## Task:
Reproduce each of the following records word for word, keeping every line as it stands.

[Entries on locating named things]
▬▬▬▬▬▬
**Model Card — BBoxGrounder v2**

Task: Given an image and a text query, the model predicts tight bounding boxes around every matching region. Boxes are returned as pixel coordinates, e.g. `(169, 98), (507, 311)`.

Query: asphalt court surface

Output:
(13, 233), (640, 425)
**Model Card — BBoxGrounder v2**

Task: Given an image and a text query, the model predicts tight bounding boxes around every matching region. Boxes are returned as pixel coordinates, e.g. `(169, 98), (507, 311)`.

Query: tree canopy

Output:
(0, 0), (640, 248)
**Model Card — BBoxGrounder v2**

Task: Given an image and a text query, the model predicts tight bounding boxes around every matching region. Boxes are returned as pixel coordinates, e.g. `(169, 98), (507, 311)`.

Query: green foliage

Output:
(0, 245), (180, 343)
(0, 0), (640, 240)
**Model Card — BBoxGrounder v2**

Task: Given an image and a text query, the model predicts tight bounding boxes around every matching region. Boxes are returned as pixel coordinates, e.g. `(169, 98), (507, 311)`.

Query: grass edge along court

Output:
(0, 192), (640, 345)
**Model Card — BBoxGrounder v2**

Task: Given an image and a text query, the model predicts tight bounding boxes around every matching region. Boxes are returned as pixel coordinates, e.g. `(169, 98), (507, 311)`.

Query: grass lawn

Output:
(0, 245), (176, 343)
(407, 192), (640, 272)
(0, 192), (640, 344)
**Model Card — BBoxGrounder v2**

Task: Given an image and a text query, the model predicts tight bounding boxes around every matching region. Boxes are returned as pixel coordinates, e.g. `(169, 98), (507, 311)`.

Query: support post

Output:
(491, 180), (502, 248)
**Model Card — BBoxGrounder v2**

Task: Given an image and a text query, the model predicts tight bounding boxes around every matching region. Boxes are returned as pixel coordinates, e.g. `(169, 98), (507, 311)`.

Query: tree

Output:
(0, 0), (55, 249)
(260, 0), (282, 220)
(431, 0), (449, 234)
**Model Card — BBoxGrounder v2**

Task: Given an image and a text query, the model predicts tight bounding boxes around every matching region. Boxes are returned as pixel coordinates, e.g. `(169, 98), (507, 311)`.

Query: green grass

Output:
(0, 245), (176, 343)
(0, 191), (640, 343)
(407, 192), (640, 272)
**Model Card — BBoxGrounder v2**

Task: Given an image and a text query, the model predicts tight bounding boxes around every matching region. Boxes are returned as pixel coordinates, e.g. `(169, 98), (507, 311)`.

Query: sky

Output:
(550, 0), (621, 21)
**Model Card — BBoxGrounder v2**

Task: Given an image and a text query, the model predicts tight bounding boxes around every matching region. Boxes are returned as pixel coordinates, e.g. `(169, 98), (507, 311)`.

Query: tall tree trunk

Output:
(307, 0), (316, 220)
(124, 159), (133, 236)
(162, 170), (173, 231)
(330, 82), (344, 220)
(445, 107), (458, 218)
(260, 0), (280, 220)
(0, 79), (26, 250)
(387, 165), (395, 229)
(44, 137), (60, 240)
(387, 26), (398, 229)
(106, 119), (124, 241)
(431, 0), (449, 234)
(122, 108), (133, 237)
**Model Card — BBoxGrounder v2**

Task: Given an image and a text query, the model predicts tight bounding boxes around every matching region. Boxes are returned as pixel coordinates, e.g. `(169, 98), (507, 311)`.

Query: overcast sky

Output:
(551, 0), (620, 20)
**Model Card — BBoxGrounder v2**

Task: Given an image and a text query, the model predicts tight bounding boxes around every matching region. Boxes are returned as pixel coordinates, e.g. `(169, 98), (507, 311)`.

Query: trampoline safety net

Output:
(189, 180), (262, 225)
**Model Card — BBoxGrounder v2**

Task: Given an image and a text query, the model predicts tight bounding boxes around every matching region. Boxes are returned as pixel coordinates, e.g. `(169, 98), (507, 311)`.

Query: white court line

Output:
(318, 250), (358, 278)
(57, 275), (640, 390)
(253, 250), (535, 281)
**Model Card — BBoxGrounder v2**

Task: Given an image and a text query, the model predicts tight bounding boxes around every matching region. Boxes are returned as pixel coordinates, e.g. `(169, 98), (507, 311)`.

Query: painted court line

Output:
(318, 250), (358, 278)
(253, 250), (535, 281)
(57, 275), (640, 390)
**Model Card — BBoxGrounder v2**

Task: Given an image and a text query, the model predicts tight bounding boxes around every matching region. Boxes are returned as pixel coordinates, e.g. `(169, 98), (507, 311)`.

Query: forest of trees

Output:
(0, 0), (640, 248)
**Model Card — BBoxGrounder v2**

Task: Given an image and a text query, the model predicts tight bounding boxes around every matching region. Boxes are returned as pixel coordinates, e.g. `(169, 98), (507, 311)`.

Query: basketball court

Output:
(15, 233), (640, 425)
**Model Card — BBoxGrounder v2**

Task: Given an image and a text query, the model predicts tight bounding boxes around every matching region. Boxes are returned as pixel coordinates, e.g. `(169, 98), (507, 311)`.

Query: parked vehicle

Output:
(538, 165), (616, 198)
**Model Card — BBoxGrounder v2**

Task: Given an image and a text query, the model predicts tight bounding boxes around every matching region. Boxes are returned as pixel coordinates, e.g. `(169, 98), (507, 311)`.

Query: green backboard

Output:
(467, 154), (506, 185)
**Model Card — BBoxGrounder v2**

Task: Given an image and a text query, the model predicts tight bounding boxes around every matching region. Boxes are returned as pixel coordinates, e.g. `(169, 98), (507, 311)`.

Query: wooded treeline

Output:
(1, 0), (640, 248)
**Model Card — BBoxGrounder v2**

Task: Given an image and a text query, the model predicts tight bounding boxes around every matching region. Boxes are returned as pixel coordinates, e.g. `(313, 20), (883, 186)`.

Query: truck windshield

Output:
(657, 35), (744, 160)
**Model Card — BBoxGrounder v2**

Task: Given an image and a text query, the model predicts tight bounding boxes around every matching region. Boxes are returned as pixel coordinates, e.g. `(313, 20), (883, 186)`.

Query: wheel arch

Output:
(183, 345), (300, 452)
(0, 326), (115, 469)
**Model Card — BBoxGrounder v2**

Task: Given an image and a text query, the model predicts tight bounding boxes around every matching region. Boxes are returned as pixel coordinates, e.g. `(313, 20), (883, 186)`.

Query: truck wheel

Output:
▬▬▬▬▬▬
## Answer to the exercise:
**Model Card — BBoxGrounder v2**

Task: Given an image and a text query, the model predicts tight bounding boxes around every matching region. Boxes are returned as pixel coordinates, e.g. `(169, 98), (507, 311)`.

Query: asphalt court surface

Output:
(13, 233), (640, 425)
**Model Card — BBoxGrounder v2**

Task: Given an image and a text query, the model predicts tight bounding boxes around every matching region. Boxes are returned as pixel coordinates, e.g. `(169, 98), (507, 311)`.

Query: tree canopy

Output:
(0, 0), (640, 248)
**Model Card — BBoxGrounder v2**

Task: Given an image and a text query, the model predicts tight bounding boxes around every matching region. Boxes are returned as pixel coordinates, e.g. `(169, 98), (507, 311)`.

Query: green foliage

Output:
(0, 245), (180, 343)
(0, 0), (640, 240)
**Model Card — BBoxGrounder v2**

Task: Given an image and a text query, the model predicts tight bounding boxes around every matching region. Boxes are returned as pixel coordinates, e.g. `(169, 98), (507, 311)`.

Query: grass edge along court

Output:
(0, 192), (640, 345)
**Model Card — BBoxGrounder v2**

Task: Given an image and a text query, the model predicts tight bounding boxes around every matching region. Boxes are returned as pixel coordinates, e.g. `(169, 98), (507, 311)`.

Query: grass lawn

Output:
(0, 245), (176, 343)
(407, 192), (640, 272)
(0, 192), (640, 344)
**Model Card — BBoxGrounder v2**

Task: Given an image and a text query, the model predicts tight bounding boxes around every matching region. Boxes are returned as pixel coordinates, e.g. `(169, 98), (507, 311)`.

Query: support post

Output:
(491, 180), (502, 248)
**Model Card — BBoxGrounder v2**

Task: Given an image and a text query, the model predicts tight bounding boxes around every matching region. Boxes are returned as pixel coordinates, e.g. `(169, 98), (507, 311)`.

Query: tree

Output:
(0, 0), (55, 249)
(260, 0), (282, 220)
(431, 0), (449, 234)
**Model Card — BBoxGrounder v2**

Task: Given an image and a text query, the model predicts tight bounding boxes around every matching region. Boxes are returned as pixel coordinates, e.g. `(169, 98), (507, 311)`.

Query: green grass

Output:
(0, 245), (176, 343)
(0, 191), (640, 343)
(407, 192), (640, 272)
**Model Card — BBoxGrounder v2**

Task: Given an image and a text query, the model predicts tight bounding boxes around every matching region. Boxes are returned as pixel coordinates, e.g. `(169, 98), (507, 311)`.

Query: sky

Output:
(550, 0), (621, 21)
**Model Card — BBoxGrounder v2**

Task: Given an image and a text query, the model predicts tight bounding boxes around every matching region. Boxes are returned as pixel coordinates, e.g. `(169, 98), (507, 311)`.

Query: tall tree trunk

Output:
(307, 0), (316, 220)
(124, 159), (133, 236)
(162, 170), (173, 231)
(330, 82), (344, 220)
(445, 107), (458, 218)
(260, 0), (280, 220)
(0, 79), (26, 250)
(387, 165), (395, 229)
(44, 137), (60, 240)
(387, 26), (398, 229)
(106, 119), (124, 241)
(431, 0), (449, 234)
(122, 108), (133, 237)
**Model Card — BBoxGrounder v2**

Task: Given an image and a text query, the model predicts tight bounding boxes around every matching region. Boxes are returned as pixel coordinates, e.g. `(169, 98), (507, 311)`.

Query: overcast sky

Output:
(551, 0), (620, 20)
**Model Card — BBoxGrounder v2**

Task: Given an image and a text query, the model predicts tight bounding boxes around every matching region. Boxes are returned as pixel coordinates, e.g. `(169, 98), (507, 311)`.

Query: trampoline safety net

Output:
(189, 180), (262, 225)
**Model Card — BBoxGrounder v2**

Task: Given an image and a text query, the model predicts tight bounding boxes around every matching region. Boxes are returned as pixel coordinates, e.g. `(169, 98), (507, 311)`.

Query: white court line

Output:
(318, 250), (358, 278)
(57, 275), (640, 390)
(253, 250), (535, 281)
**Model Card — BBoxGrounder v2**

Task: Given an image and a text query, the model predicts tight bounding boxes around every matching region. Boxes are returned as pixel coordinates, e.g. `(169, 98), (507, 311)`.

Query: painted court line

Output:
(318, 250), (358, 278)
(253, 250), (535, 281)
(57, 275), (640, 390)
**Model Card — BBoxGrounder v2**

Task: Given an image and a text query, the model predicts tight bounding boxes around every matching region. Boxes are returned as pixel coordinates, e.g. `(169, 98), (507, 311)`.

Query: forest of trees

Output:
(0, 0), (640, 248)
**Model Card — BBoxGrounder v2**

Task: Given an image and a text query, the model predicts tight bounding boxes around every matching region. Boxes are returned as pixel coordinates, e.g. `(169, 98), (507, 311)`.

Query: basketball court

Output:
(15, 233), (640, 425)
**Model Card — BBoxGrounder v2**

Task: Given an image and a text query, the model predicts tight bounding boxes around every matching region. Boxes are returned as pixel coordinates, e.g. `(169, 98), (507, 311)`.

Query: parked vehicle

Output:
(538, 165), (616, 198)
**Model Card — BBoxGrounder v2**

Task: Given an image and a text query, the model predicts tight bounding boxes around every matching region. Boxes are returned as pixel coordinates, e.g. `(169, 98), (507, 311)`.

Query: green backboard

Output:
(467, 154), (506, 185)
**Model Card — BBoxGrounder v2**

Task: Given an image and a text query, the model predicts tight bounding boxes around every matching region. Boxes are returned as pixel coordinates, e.g. `(169, 98), (507, 311)`.

Query: wooded treeline

Output:
(1, 0), (640, 248)
**Model Card — BBoxGrounder v2**

Task: Given an image and a text query, the model predicts tight bounding boxes around every matching region. Boxes are returned as pixel coordinates, e.g. `(313, 20), (883, 186)`.

Query: truck windshield

Output:
(657, 35), (744, 160)
**Model Card — BBoxGrounder v2**

Task: Given an image and a text query, the model predicts tight bounding boxes around every matching region. Boxes are returned as pixel coordinates, e.g. `(313, 20), (883, 186)`.

Query: wheel arch

Output:
(183, 345), (300, 452)
(0, 326), (115, 469)
**Model Card — BBoxGrounder v2**

Task: Given an image and a text query, the model predicts tight bounding boxes around every matching region. Boxes are returned as pixel coordinates, e.g. `(313, 20), (883, 186)`.

Query: truck wheel

Output:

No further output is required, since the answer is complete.